-- Task data follows --
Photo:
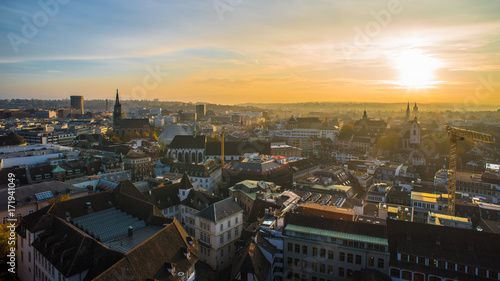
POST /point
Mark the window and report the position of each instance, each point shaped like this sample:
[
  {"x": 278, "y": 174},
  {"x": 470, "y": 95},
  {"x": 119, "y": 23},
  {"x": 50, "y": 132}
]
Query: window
[
  {"x": 381, "y": 263},
  {"x": 322, "y": 253},
  {"x": 358, "y": 259},
  {"x": 395, "y": 272},
  {"x": 342, "y": 257},
  {"x": 341, "y": 272},
  {"x": 371, "y": 261},
  {"x": 406, "y": 275}
]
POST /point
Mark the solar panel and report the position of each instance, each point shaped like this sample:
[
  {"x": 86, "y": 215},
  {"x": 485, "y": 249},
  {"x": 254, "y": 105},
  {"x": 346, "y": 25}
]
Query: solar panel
[{"x": 44, "y": 195}]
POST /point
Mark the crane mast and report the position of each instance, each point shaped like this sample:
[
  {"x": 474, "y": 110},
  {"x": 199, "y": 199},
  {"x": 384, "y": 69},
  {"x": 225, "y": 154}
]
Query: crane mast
[{"x": 454, "y": 135}]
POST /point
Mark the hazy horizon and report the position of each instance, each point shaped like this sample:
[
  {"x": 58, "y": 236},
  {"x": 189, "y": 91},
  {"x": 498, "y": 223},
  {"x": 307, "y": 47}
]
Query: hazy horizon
[{"x": 242, "y": 52}]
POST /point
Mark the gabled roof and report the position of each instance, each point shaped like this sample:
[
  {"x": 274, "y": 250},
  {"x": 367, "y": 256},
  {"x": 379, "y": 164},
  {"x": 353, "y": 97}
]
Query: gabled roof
[
  {"x": 27, "y": 194},
  {"x": 181, "y": 141},
  {"x": 169, "y": 247},
  {"x": 220, "y": 210},
  {"x": 470, "y": 247},
  {"x": 349, "y": 227},
  {"x": 199, "y": 200},
  {"x": 252, "y": 261},
  {"x": 239, "y": 147},
  {"x": 185, "y": 182},
  {"x": 127, "y": 187},
  {"x": 165, "y": 196},
  {"x": 70, "y": 250}
]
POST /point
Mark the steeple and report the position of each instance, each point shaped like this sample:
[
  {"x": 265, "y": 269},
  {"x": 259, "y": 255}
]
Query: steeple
[
  {"x": 117, "y": 113},
  {"x": 408, "y": 111},
  {"x": 117, "y": 99}
]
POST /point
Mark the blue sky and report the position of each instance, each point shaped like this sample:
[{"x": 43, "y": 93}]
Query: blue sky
[{"x": 258, "y": 51}]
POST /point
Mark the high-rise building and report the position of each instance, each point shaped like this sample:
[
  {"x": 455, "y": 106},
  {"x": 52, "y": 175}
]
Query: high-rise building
[
  {"x": 77, "y": 104},
  {"x": 201, "y": 109},
  {"x": 117, "y": 113}
]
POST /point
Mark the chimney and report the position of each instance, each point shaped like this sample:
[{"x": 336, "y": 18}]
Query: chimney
[{"x": 89, "y": 208}]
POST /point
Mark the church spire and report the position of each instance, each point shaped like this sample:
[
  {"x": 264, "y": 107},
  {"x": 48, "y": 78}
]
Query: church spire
[{"x": 117, "y": 100}]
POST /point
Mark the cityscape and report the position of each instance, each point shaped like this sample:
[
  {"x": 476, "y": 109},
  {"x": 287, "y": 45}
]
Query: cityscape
[{"x": 250, "y": 140}]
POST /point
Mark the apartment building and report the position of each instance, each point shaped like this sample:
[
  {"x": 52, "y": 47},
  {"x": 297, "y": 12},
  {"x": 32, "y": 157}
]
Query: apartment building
[
  {"x": 321, "y": 249},
  {"x": 218, "y": 226}
]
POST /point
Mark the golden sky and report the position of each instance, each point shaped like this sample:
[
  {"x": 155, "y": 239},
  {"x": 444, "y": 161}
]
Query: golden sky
[{"x": 233, "y": 52}]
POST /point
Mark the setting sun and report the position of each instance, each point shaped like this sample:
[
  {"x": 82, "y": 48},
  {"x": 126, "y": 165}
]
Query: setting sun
[{"x": 416, "y": 69}]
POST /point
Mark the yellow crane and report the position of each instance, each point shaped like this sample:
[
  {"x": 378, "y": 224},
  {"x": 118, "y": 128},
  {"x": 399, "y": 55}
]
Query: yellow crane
[{"x": 454, "y": 135}]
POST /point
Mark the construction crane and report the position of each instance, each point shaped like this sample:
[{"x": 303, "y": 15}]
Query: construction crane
[{"x": 454, "y": 135}]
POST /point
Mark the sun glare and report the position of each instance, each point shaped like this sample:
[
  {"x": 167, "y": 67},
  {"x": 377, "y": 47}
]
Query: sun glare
[{"x": 416, "y": 69}]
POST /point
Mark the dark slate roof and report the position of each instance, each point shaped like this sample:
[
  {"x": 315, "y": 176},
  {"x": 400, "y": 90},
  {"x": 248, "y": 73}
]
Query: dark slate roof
[
  {"x": 164, "y": 196},
  {"x": 188, "y": 142},
  {"x": 127, "y": 187},
  {"x": 134, "y": 123},
  {"x": 220, "y": 210},
  {"x": 26, "y": 194},
  {"x": 302, "y": 164},
  {"x": 259, "y": 209},
  {"x": 464, "y": 246},
  {"x": 199, "y": 200},
  {"x": 70, "y": 250},
  {"x": 11, "y": 139},
  {"x": 352, "y": 227},
  {"x": 252, "y": 260},
  {"x": 239, "y": 148},
  {"x": 185, "y": 182},
  {"x": 255, "y": 166},
  {"x": 169, "y": 247}
]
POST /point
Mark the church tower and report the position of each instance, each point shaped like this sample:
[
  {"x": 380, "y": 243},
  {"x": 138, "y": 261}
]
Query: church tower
[
  {"x": 408, "y": 112},
  {"x": 117, "y": 113}
]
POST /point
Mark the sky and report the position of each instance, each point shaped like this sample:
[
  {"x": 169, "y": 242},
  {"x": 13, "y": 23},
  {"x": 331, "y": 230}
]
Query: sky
[{"x": 252, "y": 51}]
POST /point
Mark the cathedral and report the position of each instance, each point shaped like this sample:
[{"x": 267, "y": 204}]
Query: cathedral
[{"x": 129, "y": 125}]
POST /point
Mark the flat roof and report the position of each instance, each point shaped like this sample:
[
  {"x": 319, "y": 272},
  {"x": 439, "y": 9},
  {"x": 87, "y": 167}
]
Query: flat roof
[
  {"x": 428, "y": 197},
  {"x": 337, "y": 234}
]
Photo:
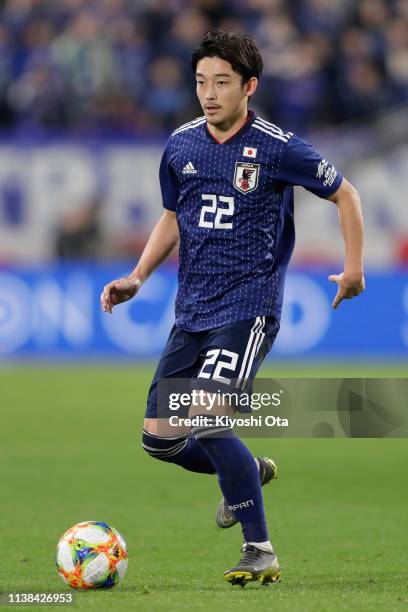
-- Task data concluded --
Problem description = Transcribe all of the records above exactly; no image should appear in what you write.

Exercise output =
Photo:
POST /point
Mark the window and report the position of each instance, each point shaped like this sample:
[
  {"x": 278, "y": 174},
  {"x": 470, "y": 95},
  {"x": 119, "y": 23},
  {"x": 50, "y": 132}
]
Query: window
[
  {"x": 381, "y": 263},
  {"x": 322, "y": 253},
  {"x": 358, "y": 259},
  {"x": 395, "y": 272},
  {"x": 342, "y": 257},
  {"x": 341, "y": 272},
  {"x": 371, "y": 261},
  {"x": 406, "y": 275}
]
POST /point
Mark the solar panel and report the position of each instance, each point shaped like this sample:
[
  {"x": 86, "y": 215},
  {"x": 485, "y": 249},
  {"x": 254, "y": 105},
  {"x": 346, "y": 25}
]
Query: solar panel
[{"x": 44, "y": 195}]
POST /point
Mark the crane mast and report the position of each instance, each point shaped like this sample:
[
  {"x": 474, "y": 110},
  {"x": 199, "y": 199},
  {"x": 384, "y": 69},
  {"x": 225, "y": 154}
]
Query: crane mast
[{"x": 454, "y": 135}]
POST /point
Mark the hazy horizon and report the position of each instance, each point shaped like this sample:
[
  {"x": 58, "y": 236},
  {"x": 189, "y": 91},
  {"x": 498, "y": 223},
  {"x": 307, "y": 47}
]
Query: hazy horizon
[{"x": 242, "y": 52}]
POST /point
Mark the gabled roof and report the position of each instance, each point shaped like this sample:
[
  {"x": 274, "y": 250},
  {"x": 367, "y": 256},
  {"x": 379, "y": 164},
  {"x": 353, "y": 97}
]
Query: gabled roof
[
  {"x": 27, "y": 194},
  {"x": 181, "y": 141},
  {"x": 169, "y": 247},
  {"x": 220, "y": 210},
  {"x": 470, "y": 247},
  {"x": 349, "y": 227},
  {"x": 199, "y": 200},
  {"x": 252, "y": 261},
  {"x": 239, "y": 147},
  {"x": 185, "y": 182},
  {"x": 127, "y": 187},
  {"x": 165, "y": 196},
  {"x": 70, "y": 250}
]
POST /point
Mark the steeple and report the position of each instance, each point shaped like this sample:
[
  {"x": 265, "y": 269},
  {"x": 259, "y": 255}
]
Query: steeple
[
  {"x": 117, "y": 113},
  {"x": 408, "y": 111},
  {"x": 117, "y": 99}
]
POST /point
Mark the blue sky and report the position of each instance, each point shaped like this sample:
[{"x": 43, "y": 93}]
Query: blue sky
[{"x": 258, "y": 51}]
POST /point
Mark the high-rise building and report the position of each instance, each point shaped like this sample:
[
  {"x": 455, "y": 106},
  {"x": 52, "y": 175}
]
Query: high-rise building
[
  {"x": 77, "y": 104},
  {"x": 201, "y": 109},
  {"x": 117, "y": 113}
]
POST /point
Mark the chimney and report the position of each instance, each point shaped like this sample:
[{"x": 336, "y": 18}]
Query: chimney
[{"x": 89, "y": 208}]
POST /point
Mark the church spire and report the position of each instance, each point shaped like this sample:
[
  {"x": 264, "y": 107},
  {"x": 48, "y": 78}
]
Query: church spire
[{"x": 117, "y": 100}]
POST /point
Mark the cityscape and report the position of each instance, each point shaped like this sample:
[
  {"x": 476, "y": 109},
  {"x": 287, "y": 45}
]
Query: cityscape
[{"x": 250, "y": 140}]
POST /point
Mark the apartment building and report the position of each instance, each point shaped like this sample:
[
  {"x": 52, "y": 47},
  {"x": 297, "y": 12},
  {"x": 32, "y": 157}
]
Query: apartment building
[
  {"x": 321, "y": 249},
  {"x": 218, "y": 226}
]
POST /point
Mark the golden sky and report the position of each instance, each point shaped like this sample:
[
  {"x": 155, "y": 239},
  {"x": 444, "y": 161}
]
Query: golden sky
[{"x": 233, "y": 52}]
POST /point
Mark the setting sun and report the position of each instance, each point shaped like this sample:
[
  {"x": 82, "y": 48},
  {"x": 126, "y": 165}
]
Query: setting sun
[{"x": 416, "y": 69}]
POST /point
Mark the yellow crane and report the position of each instance, each point shaped like this sample:
[
  {"x": 378, "y": 224},
  {"x": 118, "y": 128},
  {"x": 399, "y": 55}
]
Query: yellow crane
[{"x": 454, "y": 135}]
POST /point
Mark the construction crane and report the position of each instance, each point shaped like this sample:
[{"x": 303, "y": 15}]
Query: construction crane
[{"x": 454, "y": 135}]
POST /point
Mark the sun glare and report the position of each instance, each point shaped like this sample:
[
  {"x": 167, "y": 67},
  {"x": 377, "y": 47}
]
Query: sun glare
[{"x": 416, "y": 69}]
POST /point
Mark the dark slate roof and report the position of each instance, each point shaped like this sample:
[
  {"x": 315, "y": 176},
  {"x": 400, "y": 90},
  {"x": 248, "y": 73}
]
Query: dark slate roof
[
  {"x": 164, "y": 196},
  {"x": 188, "y": 142},
  {"x": 127, "y": 187},
  {"x": 134, "y": 123},
  {"x": 220, "y": 210},
  {"x": 26, "y": 194},
  {"x": 302, "y": 164},
  {"x": 259, "y": 209},
  {"x": 464, "y": 246},
  {"x": 199, "y": 200},
  {"x": 70, "y": 250},
  {"x": 11, "y": 139},
  {"x": 352, "y": 227},
  {"x": 252, "y": 260},
  {"x": 239, "y": 148},
  {"x": 185, "y": 182},
  {"x": 255, "y": 166},
  {"x": 169, "y": 247}
]
POST /point
Mark the church tower and report the position of each instance, each point shaped like this sample:
[
  {"x": 380, "y": 243},
  {"x": 138, "y": 261}
]
Query: church tower
[
  {"x": 408, "y": 112},
  {"x": 117, "y": 113}
]
POST /point
Mark the sky and report the position of each instance, each point shaped like this sample:
[
  {"x": 169, "y": 242},
  {"x": 13, "y": 23},
  {"x": 331, "y": 230}
]
Query: sky
[{"x": 252, "y": 51}]
POST /point
Mark the cathedral and report the position of each instance, each point shaped like this sample:
[{"x": 267, "y": 204}]
Query: cathedral
[{"x": 129, "y": 125}]
POST /point
Mark the flat roof and report the position of each instance, each point shaped like this sample:
[
  {"x": 319, "y": 272},
  {"x": 439, "y": 9},
  {"x": 87, "y": 167}
]
Query: flat roof
[
  {"x": 428, "y": 197},
  {"x": 337, "y": 234}
]
Photo:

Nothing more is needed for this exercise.